[Exercise brief] What you return must match the records below exactly, apart from the omitted pictures.

[Material supplied]
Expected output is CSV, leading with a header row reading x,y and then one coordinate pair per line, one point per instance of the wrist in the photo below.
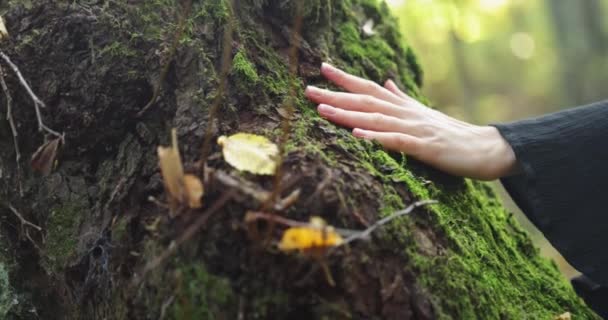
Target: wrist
x,y
500,157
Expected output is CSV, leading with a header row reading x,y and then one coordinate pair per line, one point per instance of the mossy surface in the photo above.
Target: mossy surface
x,y
464,258
6,291
201,295
244,70
62,235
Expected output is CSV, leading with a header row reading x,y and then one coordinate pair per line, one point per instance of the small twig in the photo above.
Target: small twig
x,y
37,102
365,233
179,31
215,105
11,121
252,190
22,219
255,215
185,236
166,304
289,105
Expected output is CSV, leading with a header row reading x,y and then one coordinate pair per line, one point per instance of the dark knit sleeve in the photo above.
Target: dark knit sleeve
x,y
563,182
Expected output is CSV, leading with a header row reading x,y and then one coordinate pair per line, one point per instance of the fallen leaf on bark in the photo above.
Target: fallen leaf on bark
x,y
250,152
317,236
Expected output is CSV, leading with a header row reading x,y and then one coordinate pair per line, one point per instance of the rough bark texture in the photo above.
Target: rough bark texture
x,y
96,64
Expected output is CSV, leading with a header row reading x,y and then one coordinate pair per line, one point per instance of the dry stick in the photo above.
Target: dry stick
x,y
179,31
365,233
11,121
37,102
226,64
185,236
22,219
286,125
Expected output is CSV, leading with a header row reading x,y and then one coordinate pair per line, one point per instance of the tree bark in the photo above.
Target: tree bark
x,y
97,64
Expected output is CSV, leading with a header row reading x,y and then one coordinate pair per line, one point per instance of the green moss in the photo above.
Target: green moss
x,y
267,303
61,235
117,49
7,299
202,295
244,71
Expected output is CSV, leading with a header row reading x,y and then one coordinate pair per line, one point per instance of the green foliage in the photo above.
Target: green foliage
x,y
202,295
6,294
245,72
62,235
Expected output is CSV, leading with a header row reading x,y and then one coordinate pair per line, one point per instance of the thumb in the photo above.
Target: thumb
x,y
392,87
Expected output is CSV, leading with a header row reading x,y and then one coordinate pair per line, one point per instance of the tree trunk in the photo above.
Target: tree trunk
x,y
96,65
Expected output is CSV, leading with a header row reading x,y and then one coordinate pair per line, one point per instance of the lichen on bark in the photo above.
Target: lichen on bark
x,y
465,257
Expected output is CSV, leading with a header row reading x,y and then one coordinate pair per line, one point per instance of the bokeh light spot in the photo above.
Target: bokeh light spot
x,y
522,45
492,5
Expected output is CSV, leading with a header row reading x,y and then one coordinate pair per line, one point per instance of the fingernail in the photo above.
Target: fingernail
x,y
326,67
326,110
359,133
312,91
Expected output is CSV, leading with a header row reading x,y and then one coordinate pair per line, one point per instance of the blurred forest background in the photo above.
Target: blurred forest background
x,y
489,61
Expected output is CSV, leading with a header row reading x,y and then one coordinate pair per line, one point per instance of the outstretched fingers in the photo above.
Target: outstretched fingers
x,y
392,87
358,85
392,140
370,121
355,102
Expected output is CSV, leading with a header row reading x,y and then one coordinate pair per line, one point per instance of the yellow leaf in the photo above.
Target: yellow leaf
x,y
250,152
564,316
315,236
3,31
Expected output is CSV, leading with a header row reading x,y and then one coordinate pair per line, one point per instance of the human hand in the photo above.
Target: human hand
x,y
401,123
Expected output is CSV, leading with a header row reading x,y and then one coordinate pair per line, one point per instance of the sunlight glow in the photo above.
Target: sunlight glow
x,y
492,5
395,3
522,45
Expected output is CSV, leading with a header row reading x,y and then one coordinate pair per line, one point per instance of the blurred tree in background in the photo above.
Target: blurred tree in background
x,y
490,61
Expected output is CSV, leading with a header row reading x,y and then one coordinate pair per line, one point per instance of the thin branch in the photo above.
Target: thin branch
x,y
289,106
22,219
170,56
11,121
37,102
367,232
226,64
185,236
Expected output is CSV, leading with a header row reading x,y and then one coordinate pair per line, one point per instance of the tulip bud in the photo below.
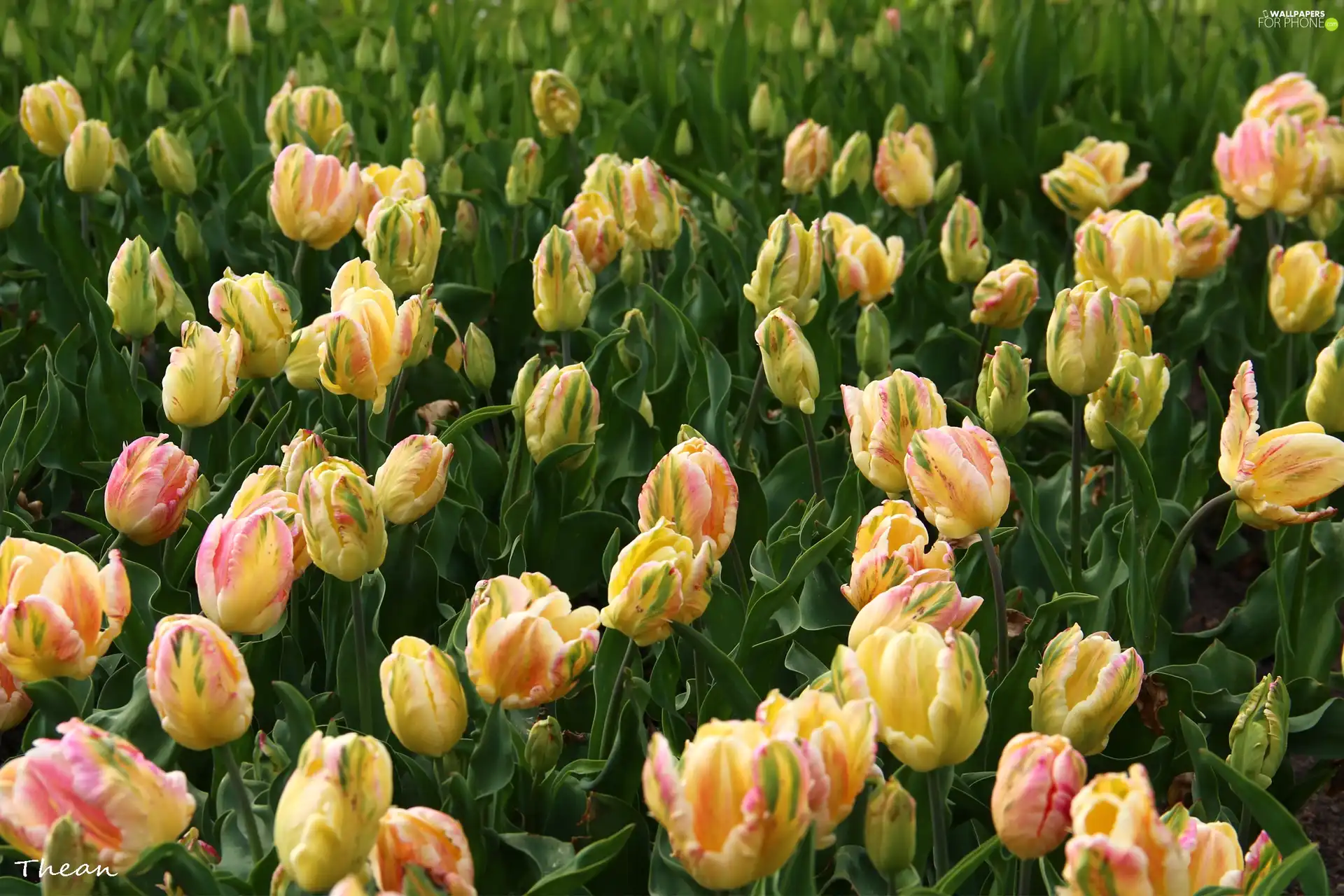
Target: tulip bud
x,y
171,162
327,816
238,34
760,111
1260,734
790,368
1003,390
545,742
198,682
422,696
524,172
889,828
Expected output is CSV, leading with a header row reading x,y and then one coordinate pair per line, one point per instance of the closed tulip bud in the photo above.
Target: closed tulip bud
x,y
52,606
315,198
524,644
788,270
756,790
562,284
1003,390
422,696
562,410
49,113
889,828
1260,734
1082,688
254,307
1277,472
1303,288
11,195
198,682
659,578
202,375
524,172
760,111
122,804
934,713
327,820
1037,782
89,159
238,34
413,479
904,172
343,520
1119,843
883,416
1091,178
790,367
1130,399
171,162
147,492
187,237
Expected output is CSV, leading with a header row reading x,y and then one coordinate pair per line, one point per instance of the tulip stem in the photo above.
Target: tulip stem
x,y
1183,539
235,777
1075,498
987,539
813,460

[The completed task]
Expected output is CSV, leading with a header row reading x,y and then one coordinate pair per line, one point per instance of the wrist in the photo below.
Target: wrist
x,y
500,157
Expected output is CSV, leading with a header row reading x,y and then one coordinate pair per line, one point per instance of the mossy surface in the photo above.
Target: mossy surface
x,y
464,258
6,291
201,295
244,70
62,235
Expected output is CSV, leading with a header row reading x,y and then one coordinate pair per line, one point per instance of the small twig in the photo above.
Target: small twig
x,y
37,102
365,233
179,31
215,105
11,121
252,190
22,219
255,215
185,236
166,304
289,105
Expected output is CSV, leading with a header row reading x,y and then one coordinate pair per line, one point per instance of the dark knit sleeve in the photo above.
Target: dark knit sleeve
x,y
563,182
Expected output is CSV, leading with a header row reading x,y and then one coordinate pair per line, one point per instance of the fallen leaf on bark in the photo above.
Target: fallen leaf on bark
x,y
250,152
317,236
Expected output is CSV, leading with a header row reading x,y and then one coordinate pair per line, one point per instance of the rough bark texture in the photo above.
Target: rough bark texture
x,y
96,64
Expected output is CSV, leading with a header row reading x,y and then one coordinate pair per line, one point per instance of the dry stick in the photo above.
Target: dry stick
x,y
179,31
365,233
11,121
37,102
226,64
185,236
22,219
286,125
Expected output is CSV, leading with a header row reading x,y and then one coordinate pair per line, one point per instance of the tree bark in the photo above.
Target: tree bark
x,y
97,64
Expected output is CSV, leading with a header row reading x,y and then one coordinate pair per line, one point per instance of the green moss in the photo above.
Target: green moss
x,y
267,303
61,235
117,49
7,299
202,295
244,71
Expected output is CSV, leading with a header row reading x,y and then one coordinate pair per line, one point per instance of the green foliage in the photo above.
Target: green foliage
x,y
202,295
6,294
245,72
62,235
Expected output is CSV, leading with a header row reading x,y and then one coordinate pair per line, one point per instance of the thumb in the photo above.
Target: thumb
x,y
392,87
Expected output is CSV, leading with a header row reading x,y and then one coordinate pair per line, one point per instance of the tree trunk in the photo above.
Target: tree trunk
x,y
96,65
Expected output is CSV, leading with a header row reading x,y and then one coordinate pair per line, one point per instance of the lichen on bark in the photo above.
Target: lichen on bark
x,y
465,257
Expected output is CSV, leading with a header row reading x,y and then one coordinate pair per line, one point per instance of the bokeh light spot in the photo above.
Target: bokeh light spot
x,y
522,45
492,5
Expected output is CSV, leading with a header row reading x,y and then one coordinate pair per line, one point per instance of the fingernail in the photo above.
Target: fingernail
x,y
326,67
326,110
359,133
312,91
Expected output is CSV, leading with a header row reading x,y and then one coordinate pair per line, one point per instance of the blurred forest background in the photo above.
Target: blurred forest background
x,y
489,61
Expected output is CSV, leading with a header row reading x,y and then one coordinate pair per line, one point per instance of the outstretched fingers in the photo above.
Target: outstretched fingers
x,y
392,87
358,85
392,140
370,121
355,102
Expected output is CSV, leading with a header row reading x,y and then one coordinate pair per line, one point per instance of the yellow leaf in the photo above.
Target: yellow leaf
x,y
250,152
564,316
315,236
3,31
Expected output is CSV, leading with a header row reading x,y and then one coordinate pair per line, one point per instance of the human hand in the photo above.
Target: human hand
x,y
401,123
Expected output is CSV, leading with a header row reading x,y and then one coordinate pair per line, one point per instance of the sunlight glow in the photo above.
Target: sunlight glow
x,y
492,5
395,3
522,45
Expected output is CSV, leading with a header row reading x,y and then one coordinate pair per line, one point per instance of the blurred tree in background in the photo above.
Target: blurred tree in background
x,y
490,61
Expected output is CSV, leading with a header row reading x,y and then one coordinate pair per line, one point per instance of the thin branch in the photo above.
Target: thin branch
x,y
289,106
22,219
170,56
11,121
37,102
367,232
226,64
185,236
Expected output is CSV, leading with a header row reading x,y and then one coordinate pair per line, one point per instance of the tulip bud in the photo below.
Target: tulip bud
x,y
171,162
327,816
238,34
760,111
1260,734
790,368
1003,390
545,742
198,682
422,696
524,172
889,828
Expected output is CSV, leading with a header row reading x,y and then one coordinate pair per line, one point per instance of the closed tulip bud in the photo above.
Target: closed tulip bud
x,y
52,606
315,198
524,644
788,270
756,790
562,284
1003,390
422,696
562,410
49,113
889,828
1260,734
1082,688
254,307
1277,472
1303,288
11,195
198,682
659,578
202,375
524,172
760,111
122,804
934,713
327,820
1037,782
89,159
238,34
413,479
904,172
343,520
1119,843
883,416
1091,178
790,367
1130,399
171,162
147,492
187,237
Expected output is CSV, leading with a header row reading x,y and then one coordinate pair per line, one point per instance of the tulip stem in the photo above.
Target: tulip stem
x,y
1183,539
235,777
1075,498
987,539
813,460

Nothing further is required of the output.